## Saved entries
►

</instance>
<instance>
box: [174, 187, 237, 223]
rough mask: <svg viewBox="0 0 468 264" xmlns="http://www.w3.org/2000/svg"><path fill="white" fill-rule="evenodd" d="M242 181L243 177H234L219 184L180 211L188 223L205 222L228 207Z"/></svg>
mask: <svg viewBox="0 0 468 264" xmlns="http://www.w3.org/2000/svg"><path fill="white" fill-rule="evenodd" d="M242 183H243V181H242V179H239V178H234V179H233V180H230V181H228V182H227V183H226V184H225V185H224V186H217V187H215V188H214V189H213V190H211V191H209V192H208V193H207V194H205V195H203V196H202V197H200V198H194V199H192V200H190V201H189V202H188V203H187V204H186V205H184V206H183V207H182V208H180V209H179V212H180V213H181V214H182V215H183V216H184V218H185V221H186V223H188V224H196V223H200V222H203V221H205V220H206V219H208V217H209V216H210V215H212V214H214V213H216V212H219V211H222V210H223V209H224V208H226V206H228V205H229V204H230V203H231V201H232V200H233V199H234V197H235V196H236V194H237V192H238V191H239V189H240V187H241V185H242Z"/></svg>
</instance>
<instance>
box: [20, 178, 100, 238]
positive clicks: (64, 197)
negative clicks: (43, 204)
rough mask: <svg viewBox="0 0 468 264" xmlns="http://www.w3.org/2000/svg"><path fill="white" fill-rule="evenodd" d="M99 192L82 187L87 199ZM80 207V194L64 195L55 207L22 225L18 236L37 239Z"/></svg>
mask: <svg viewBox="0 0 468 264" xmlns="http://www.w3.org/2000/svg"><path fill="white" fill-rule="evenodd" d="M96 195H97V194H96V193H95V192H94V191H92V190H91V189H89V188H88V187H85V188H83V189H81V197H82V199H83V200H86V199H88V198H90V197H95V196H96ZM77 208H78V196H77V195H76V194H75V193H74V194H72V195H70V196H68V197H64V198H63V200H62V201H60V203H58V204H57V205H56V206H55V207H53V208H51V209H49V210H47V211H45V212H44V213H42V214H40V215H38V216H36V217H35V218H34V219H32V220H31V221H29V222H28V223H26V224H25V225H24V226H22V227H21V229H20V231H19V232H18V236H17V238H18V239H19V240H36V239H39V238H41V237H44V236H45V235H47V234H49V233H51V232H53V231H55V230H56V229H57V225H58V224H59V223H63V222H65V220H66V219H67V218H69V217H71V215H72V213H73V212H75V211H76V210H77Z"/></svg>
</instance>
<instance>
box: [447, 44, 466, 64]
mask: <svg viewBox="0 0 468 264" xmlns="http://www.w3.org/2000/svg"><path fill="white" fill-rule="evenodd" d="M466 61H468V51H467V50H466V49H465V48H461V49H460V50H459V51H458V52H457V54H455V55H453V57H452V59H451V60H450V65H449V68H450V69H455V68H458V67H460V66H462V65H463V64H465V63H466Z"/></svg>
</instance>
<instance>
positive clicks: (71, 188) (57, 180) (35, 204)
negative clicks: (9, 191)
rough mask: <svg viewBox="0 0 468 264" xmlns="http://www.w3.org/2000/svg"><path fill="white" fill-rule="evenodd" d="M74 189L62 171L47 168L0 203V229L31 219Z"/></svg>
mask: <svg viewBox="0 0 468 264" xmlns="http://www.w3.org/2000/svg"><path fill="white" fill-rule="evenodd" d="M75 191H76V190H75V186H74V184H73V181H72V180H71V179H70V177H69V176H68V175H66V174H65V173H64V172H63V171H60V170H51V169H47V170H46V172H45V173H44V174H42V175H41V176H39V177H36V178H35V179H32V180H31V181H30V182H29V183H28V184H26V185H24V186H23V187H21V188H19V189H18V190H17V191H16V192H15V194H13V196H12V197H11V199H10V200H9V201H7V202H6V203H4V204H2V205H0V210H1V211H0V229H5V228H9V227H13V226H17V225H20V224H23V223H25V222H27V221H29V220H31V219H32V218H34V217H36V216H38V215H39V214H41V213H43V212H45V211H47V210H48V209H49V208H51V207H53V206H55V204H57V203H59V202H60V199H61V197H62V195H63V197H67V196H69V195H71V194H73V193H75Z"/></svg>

◄

## Exercise
Word for word, restate the lines of the data above that fall between the line holding "box: [20, 178, 100, 238]" and the line holding "negative clicks: (43, 204)", inclusive, and no other lines.

## Task response
box: [20, 178, 100, 238]
positive clicks: (64, 197)
negative clicks: (43, 204)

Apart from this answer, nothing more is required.